WHAT TO WORK ON
Select every line of the material that contains the string "negative" and copy each one. Case counts.

══ MATERIAL SUPPLIED ══

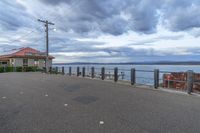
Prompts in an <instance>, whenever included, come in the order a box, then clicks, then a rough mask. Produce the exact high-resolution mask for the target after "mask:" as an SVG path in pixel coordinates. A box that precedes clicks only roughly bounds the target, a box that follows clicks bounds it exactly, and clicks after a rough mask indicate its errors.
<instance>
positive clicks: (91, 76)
mask: <svg viewBox="0 0 200 133" xmlns="http://www.w3.org/2000/svg"><path fill="white" fill-rule="evenodd" d="M91 77H92V78H94V67H92V69H91Z"/></svg>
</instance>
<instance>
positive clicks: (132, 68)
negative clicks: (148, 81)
mask: <svg viewBox="0 0 200 133" xmlns="http://www.w3.org/2000/svg"><path fill="white" fill-rule="evenodd" d="M135 81H136V79H135V68H132V69H131V85H134V84H135Z"/></svg>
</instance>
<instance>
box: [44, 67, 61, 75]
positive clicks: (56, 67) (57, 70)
mask: <svg viewBox="0 0 200 133" xmlns="http://www.w3.org/2000/svg"><path fill="white" fill-rule="evenodd" d="M45 69H46V68H45ZM56 74H58V67H56Z"/></svg>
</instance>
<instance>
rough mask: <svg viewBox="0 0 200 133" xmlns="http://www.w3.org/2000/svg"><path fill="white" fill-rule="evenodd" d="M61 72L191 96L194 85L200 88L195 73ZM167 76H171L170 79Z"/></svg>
mask: <svg viewBox="0 0 200 133" xmlns="http://www.w3.org/2000/svg"><path fill="white" fill-rule="evenodd" d="M55 70H56V74H57V73H59V71H58V67H55ZM60 70H61V73H62V74H67V75H69V76H72V75H76V76H80V75H82V77H86V76H87V77H91V78H100V79H101V80H106V79H107V80H108V79H112V80H113V81H114V82H118V81H119V80H122V81H129V82H130V84H131V85H138V84H142V85H151V86H153V87H154V88H155V89H158V88H159V87H164V88H173V89H181V90H185V91H187V93H188V94H191V92H193V88H194V87H193V86H194V85H195V87H196V86H197V87H198V86H200V79H199V80H195V77H194V72H193V71H187V72H170V71H160V70H159V69H155V70H141V69H135V68H131V69H130V70H129V69H118V68H117V67H115V68H114V69H111V68H105V67H102V68H95V67H87V69H86V67H82V68H80V67H79V66H78V67H76V68H75V67H74V68H73V67H71V66H70V67H69V68H68V73H67V72H65V70H66V69H65V68H64V67H62V69H60ZM73 70H74V71H73ZM80 70H81V71H80ZM181 74H182V75H183V76H182V77H180V78H173V79H171V78H170V76H173V75H175V76H177V75H181ZM145 76H146V77H145ZM167 76H169V79H168V77H167ZM196 77H198V76H196ZM199 77H200V76H199ZM199 91H200V88H199Z"/></svg>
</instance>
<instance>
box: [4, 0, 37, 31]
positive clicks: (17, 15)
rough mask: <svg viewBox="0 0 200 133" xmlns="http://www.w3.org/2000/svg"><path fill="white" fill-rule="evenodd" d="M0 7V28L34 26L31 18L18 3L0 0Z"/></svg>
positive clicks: (25, 9) (11, 28) (8, 27)
mask: <svg viewBox="0 0 200 133" xmlns="http://www.w3.org/2000/svg"><path fill="white" fill-rule="evenodd" d="M0 7H1V8H0V12H1V13H0V29H2V30H13V31H15V30H18V29H19V28H20V27H34V23H33V20H32V19H33V18H31V16H30V15H29V14H28V13H26V9H25V8H24V7H23V6H21V5H20V4H17V3H15V2H14V1H12V0H11V1H0ZM2 7H3V8H2Z"/></svg>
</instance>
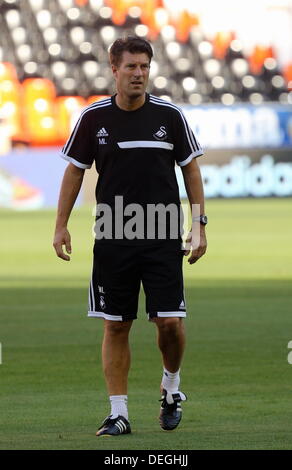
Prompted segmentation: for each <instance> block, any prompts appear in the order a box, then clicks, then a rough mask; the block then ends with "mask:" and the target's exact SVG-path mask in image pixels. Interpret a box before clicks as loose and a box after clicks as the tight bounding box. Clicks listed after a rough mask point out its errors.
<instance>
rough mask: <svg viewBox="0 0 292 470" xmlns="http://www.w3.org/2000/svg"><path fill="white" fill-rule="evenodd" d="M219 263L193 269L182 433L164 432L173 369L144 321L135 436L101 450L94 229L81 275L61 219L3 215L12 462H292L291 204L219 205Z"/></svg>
mask: <svg viewBox="0 0 292 470" xmlns="http://www.w3.org/2000/svg"><path fill="white" fill-rule="evenodd" d="M207 213H208V216H209V220H210V222H209V225H208V228H207V234H208V242H209V247H208V252H207V254H206V255H205V257H204V258H203V259H201V260H200V261H199V262H198V263H196V264H195V265H193V266H189V265H188V263H187V262H186V261H185V291H186V298H187V307H188V318H187V319H186V326H187V348H186V353H185V358H184V364H183V368H182V374H181V375H182V382H181V389H182V390H183V391H185V393H186V394H187V395H188V397H189V400H188V402H186V403H185V404H183V411H184V416H183V421H182V423H181V425H180V427H179V428H178V429H177V430H175V431H173V432H170V433H168V432H163V431H161V430H160V427H159V424H158V412H159V402H158V400H159V398H160V396H159V395H160V394H159V383H160V379H161V370H162V369H161V360H160V355H159V352H158V349H157V347H156V331H155V326H154V325H153V324H151V323H149V322H148V321H147V319H146V315H145V313H144V297H143V293H141V298H140V308H139V319H138V320H137V321H136V322H135V323H134V326H133V329H132V332H131V346H132V368H131V372H130V376H129V412H130V419H131V424H132V430H133V433H132V434H131V435H128V436H121V437H120V438H108V439H98V438H96V437H95V431H96V429H97V426H98V425H99V424H100V421H101V420H102V419H103V418H104V417H105V415H106V414H107V413H108V411H109V406H108V399H107V394H106V390H105V385H104V381H103V375H102V370H101V365H100V345H101V339H102V328H103V325H102V321H101V320H98V319H94V318H92V319H88V318H87V317H86V309H87V285H88V279H89V275H90V271H91V250H92V236H91V226H92V223H93V220H92V217H91V210H90V209H81V210H77V209H76V210H75V211H74V212H73V214H72V218H71V223H70V231H71V234H72V243H73V255H72V260H71V262H70V263H66V262H63V261H61V260H59V259H58V258H56V257H55V255H54V252H53V248H52V235H53V229H54V218H55V213H54V211H41V212H29V213H12V212H9V211H5V210H2V211H1V212H0V220H1V231H0V240H1V243H0V260H1V262H0V287H1V290H0V296H1V301H0V309H1V316H0V342H1V345H2V364H1V365H0V449H97V450H98V449H107V450H115V449H130V450H134V449H148V450H157V449H158V450H162V449H173V450H176V449H291V448H292V406H291V403H292V402H291V386H292V365H291V364H289V362H288V353H289V349H288V343H289V341H291V340H292V315H291V312H292V310H291V297H292V284H291V282H292V249H291V234H292V218H291V199H282V200H280V199H264V200H256V199H249V200H248V199H246V200H209V201H207Z"/></svg>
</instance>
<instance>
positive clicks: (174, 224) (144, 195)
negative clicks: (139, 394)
mask: <svg viewBox="0 0 292 470" xmlns="http://www.w3.org/2000/svg"><path fill="white" fill-rule="evenodd" d="M152 55H153V52H152V48H151V46H150V44H149V43H148V42H147V41H145V40H143V39H141V38H138V37H132V36H129V37H126V38H124V39H118V40H116V41H115V42H114V43H113V45H112V46H111V49H110V62H111V67H112V71H113V75H114V78H115V82H116V89H117V93H116V94H115V95H114V96H112V97H109V98H107V99H104V100H101V101H99V102H96V103H93V104H92V105H90V106H88V107H87V108H86V109H85V110H84V111H83V112H82V113H81V116H80V118H79V120H78V122H77V123H76V126H75V128H74V130H73V132H72V134H71V136H70V138H69V139H68V141H67V143H66V144H65V146H64V147H63V149H62V157H63V158H65V159H66V160H67V161H69V165H68V167H67V169H66V171H65V174H64V178H63V182H62V186H61V191H60V198H59V205H58V213H57V221H56V231H55V238H54V248H55V250H56V253H57V255H58V256H59V257H60V258H62V259H64V260H67V261H69V260H70V257H69V256H68V254H71V242H70V234H69V232H68V230H67V223H68V220H69V217H70V213H71V210H72V208H73V206H74V203H75V200H76V197H77V195H78V193H79V190H80V187H81V184H82V180H83V175H84V171H85V169H87V168H90V167H91V165H92V163H93V162H94V161H95V165H96V169H97V172H98V174H99V178H98V183H97V187H96V201H97V214H96V227H95V233H96V240H95V244H94V261H93V272H92V278H91V283H90V288H89V311H88V315H89V316H90V317H97V318H102V319H103V320H104V337H103V344H102V363H103V370H104V375H105V380H106V385H107V389H108V393H109V398H110V404H111V412H110V415H109V416H108V417H107V418H106V419H105V420H104V422H103V424H102V425H101V427H100V428H99V430H98V431H97V433H96V434H97V436H103V435H119V434H127V433H130V432H131V428H130V423H129V417H128V407H127V393H128V391H127V385H128V372H129V368H130V349H129V341H128V339H129V332H130V329H131V326H132V323H133V320H134V319H135V318H136V317H137V307H138V296H139V291H140V283H141V282H142V283H143V288H144V291H145V294H146V311H147V314H148V318H149V320H151V321H152V322H154V323H155V324H156V326H157V332H158V346H159V349H160V351H161V354H162V362H163V375H162V381H161V393H162V399H161V409H160V417H159V421H160V426H161V428H162V429H165V430H172V429H175V428H176V427H177V426H178V424H179V422H180V420H181V414H182V410H181V401H184V400H186V396H185V394H184V393H182V392H181V391H179V384H180V366H181V361H182V357H183V352H184V348H185V332H184V323H183V318H184V317H185V316H186V307H185V299H184V290H183V275H182V260H183V255H184V254H185V255H189V254H190V253H191V254H190V257H189V260H188V261H189V263H190V264H193V263H195V262H196V261H197V260H198V259H199V258H200V257H201V256H202V255H203V254H204V253H205V251H206V246H207V243H206V236H205V225H206V223H207V217H206V216H205V213H204V195H203V186H202V179H201V174H200V170H199V167H198V164H197V161H196V157H198V156H199V155H202V154H203V152H202V149H201V147H200V145H199V143H198V141H197V140H196V138H195V136H194V134H193V132H192V131H191V129H190V127H189V126H188V123H187V121H186V119H185V117H184V115H183V113H182V111H181V110H180V108H178V107H177V106H175V105H173V104H171V103H169V102H167V101H164V100H162V99H159V98H156V97H154V96H152V95H149V94H148V93H146V86H147V82H148V78H149V69H150V62H151V58H152ZM175 163H177V164H178V165H180V166H181V169H182V172H183V177H184V182H185V186H186V191H187V195H188V199H189V202H190V204H191V207H192V206H193V205H196V207H199V208H200V212H199V213H198V216H197V217H196V218H194V219H193V226H194V225H197V226H199V227H200V229H199V231H200V237H199V242H198V243H197V246H194V244H192V240H191V239H189V242H190V249H187V250H184V249H183V248H182V240H181V230H180V224H181V220H180V214H181V211H180V199H179V191H178V185H177V181H176V176H175V169H174V167H175ZM133 213H134V214H135V217H131V216H132V215H133ZM150 215H151V217H150ZM150 219H151V220H150ZM134 229H135V230H134ZM63 246H65V248H66V252H67V253H68V254H65V253H64V251H63ZM145 353H146V352H145Z"/></svg>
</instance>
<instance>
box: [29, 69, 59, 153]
mask: <svg viewBox="0 0 292 470" xmlns="http://www.w3.org/2000/svg"><path fill="white" fill-rule="evenodd" d="M22 87H23V106H24V109H25V110H26V115H25V130H26V132H27V136H28V139H29V141H30V142H31V144H32V145H52V144H55V143H56V142H57V141H58V131H57V125H56V119H55V113H54V100H55V97H56V91H55V87H54V85H53V83H52V82H51V81H50V80H47V79H44V78H28V79H26V80H24V81H23V84H22Z"/></svg>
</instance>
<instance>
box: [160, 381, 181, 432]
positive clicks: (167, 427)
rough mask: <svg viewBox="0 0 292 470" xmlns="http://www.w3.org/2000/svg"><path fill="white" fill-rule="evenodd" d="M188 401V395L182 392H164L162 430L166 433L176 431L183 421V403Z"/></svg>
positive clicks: (162, 414)
mask: <svg viewBox="0 0 292 470" xmlns="http://www.w3.org/2000/svg"><path fill="white" fill-rule="evenodd" d="M186 399H187V397H186V395H185V394H184V393H182V392H175V393H171V392H167V391H166V390H165V389H163V391H162V397H161V400H160V401H161V409H160V416H159V422H160V426H161V427H162V429H164V430H165V431H172V430H173V429H175V428H176V427H177V426H178V425H179V423H180V420H181V417H182V409H181V404H180V402H181V401H185V400H186Z"/></svg>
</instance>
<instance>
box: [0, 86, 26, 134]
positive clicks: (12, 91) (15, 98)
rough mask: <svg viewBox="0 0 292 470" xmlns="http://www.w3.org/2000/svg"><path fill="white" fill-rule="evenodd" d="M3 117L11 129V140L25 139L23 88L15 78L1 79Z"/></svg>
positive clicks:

═══

WRITTEN ANSWER
negative clicks: (148, 81)
negative clicks: (139, 394)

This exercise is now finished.